> [Given exercise A]:
How many lines in the entries contain the string "rear"? Case counts. Reply with the number only.

> [Reading passage]:
============
The rapacious growth of the luxury and mid-level children’s wear industry is aimed squarely at parents, especially those who consider their kids to be avatars of their own wealth and success.

While the market for practical mid-level children’s clothing includes more casual brands like J.Crew’s Crewcuts or Bon-Ton, a trendier leader in that space has emerged in Kardashian Kids, launched in 2014 by Khloe, Kim, and Kourtney and carried everywhere from Toys-R-Us to Nordstrom. While not as cool as North’s customized Palace and Supreme streetwear, Kardashian Kids offers objectively of-the-moment clothes, miniaturized versions of what the Kardashians themselves wear, or, at least, wore in the early seasons of Keeping Up with the Kardashians. But these dip-dyed rompers, wet-look pleather leggings, and plush faux-fur capelets rarely top $30.

Working alongside brands like Kardashian Kids is an Instagram community of fashion-minded parents known as “Instamoms” who tirelessly post colorful, high-contrast photos of their children posed in mid-level and designer clothes. Angelica Calad is one of them, a former fashion marketing major who runs @Taylensmom, an IG account that has invited its 130,000 followers into the lives, and more specifically the wardrobes, of 3-year-old Taylen and her younger sister, Aleia. Calad, who employs a “full team” that includes a publicist for her two daughters, recently completed a day-long Snapchat takeover for Kardashian Kids, though she maintained she has never promoted clothing brands for cash. Instead, she said she makes money from companies like Amazon and Starbucks, which have tapped into Taylen’s influence via sponsored posts that can run a brand up to thousands of dollars. “I don't charge any [fashion] brands because I truly believe in the reality of my page. I don't believe that my fashion sense needs to be sold.”
============
> [Supplied material]:
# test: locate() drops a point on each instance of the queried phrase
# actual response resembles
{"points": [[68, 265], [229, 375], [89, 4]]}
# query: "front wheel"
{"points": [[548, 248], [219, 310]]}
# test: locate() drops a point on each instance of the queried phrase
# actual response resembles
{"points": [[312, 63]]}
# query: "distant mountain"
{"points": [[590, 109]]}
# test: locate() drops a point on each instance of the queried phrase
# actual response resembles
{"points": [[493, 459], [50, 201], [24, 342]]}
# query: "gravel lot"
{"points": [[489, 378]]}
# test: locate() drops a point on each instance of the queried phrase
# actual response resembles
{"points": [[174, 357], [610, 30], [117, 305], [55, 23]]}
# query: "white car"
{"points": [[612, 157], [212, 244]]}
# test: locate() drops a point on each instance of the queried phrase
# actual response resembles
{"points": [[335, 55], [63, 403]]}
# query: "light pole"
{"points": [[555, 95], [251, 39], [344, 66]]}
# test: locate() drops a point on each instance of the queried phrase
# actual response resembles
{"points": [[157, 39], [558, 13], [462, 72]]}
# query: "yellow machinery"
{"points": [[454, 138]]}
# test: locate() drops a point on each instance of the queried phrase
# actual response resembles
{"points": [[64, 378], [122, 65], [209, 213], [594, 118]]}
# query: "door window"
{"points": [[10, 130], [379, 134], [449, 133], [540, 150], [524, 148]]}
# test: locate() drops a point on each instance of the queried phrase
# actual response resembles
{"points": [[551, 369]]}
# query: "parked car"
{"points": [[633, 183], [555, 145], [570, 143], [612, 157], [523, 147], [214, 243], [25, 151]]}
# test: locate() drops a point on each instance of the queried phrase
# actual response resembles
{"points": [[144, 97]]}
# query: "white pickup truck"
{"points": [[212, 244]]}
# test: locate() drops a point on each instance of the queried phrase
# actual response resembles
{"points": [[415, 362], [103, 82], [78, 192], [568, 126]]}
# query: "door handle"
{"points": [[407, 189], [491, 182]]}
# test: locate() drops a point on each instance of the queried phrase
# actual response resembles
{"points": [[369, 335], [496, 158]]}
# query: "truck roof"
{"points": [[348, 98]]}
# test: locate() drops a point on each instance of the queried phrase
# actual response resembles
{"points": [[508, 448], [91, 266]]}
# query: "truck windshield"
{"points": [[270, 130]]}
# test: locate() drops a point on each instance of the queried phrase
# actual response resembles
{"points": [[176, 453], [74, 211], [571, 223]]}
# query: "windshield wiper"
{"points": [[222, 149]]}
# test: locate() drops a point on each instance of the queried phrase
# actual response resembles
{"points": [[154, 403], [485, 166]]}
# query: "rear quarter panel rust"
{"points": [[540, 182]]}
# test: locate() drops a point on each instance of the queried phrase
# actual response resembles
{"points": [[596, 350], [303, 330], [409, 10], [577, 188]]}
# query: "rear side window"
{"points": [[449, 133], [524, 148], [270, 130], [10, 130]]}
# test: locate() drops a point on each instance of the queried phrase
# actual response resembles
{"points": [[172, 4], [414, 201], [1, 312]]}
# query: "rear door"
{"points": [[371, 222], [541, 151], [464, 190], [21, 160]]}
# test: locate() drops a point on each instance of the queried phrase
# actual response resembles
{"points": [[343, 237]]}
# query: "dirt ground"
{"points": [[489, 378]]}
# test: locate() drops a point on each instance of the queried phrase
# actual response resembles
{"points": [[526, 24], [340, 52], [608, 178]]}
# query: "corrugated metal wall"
============
> [Given exercise B]:
Copy out, word for word, the stretch of the children's wear passage from "The rapacious growth" through "rarely top $30.".

> [Expected output A]:
3

> [Expected output B]:
The rapacious growth of the luxury and mid-level children’s wear industry is aimed squarely at parents, especially those who consider their kids to be avatars of their own wealth and success.

While the market for practical mid-level children’s clothing includes more casual brands like J.Crew’s Crewcuts or Bon-Ton, a trendier leader in that space has emerged in Kardashian Kids, launched in 2014 by Khloe, Kim, and Kourtney and carried everywhere from Toys-R-Us to Nordstrom. While not as cool as North’s customized Palace and Supreme streetwear, Kardashian Kids offers objectively of-the-moment clothes, miniaturized versions of what the Kardashians themselves wear, or, at least, wore in the early seasons of Keeping Up with the Kardashians. But these dip-dyed rompers, wet-look pleather leggings, and plush faux-fur capelets rarely top $30.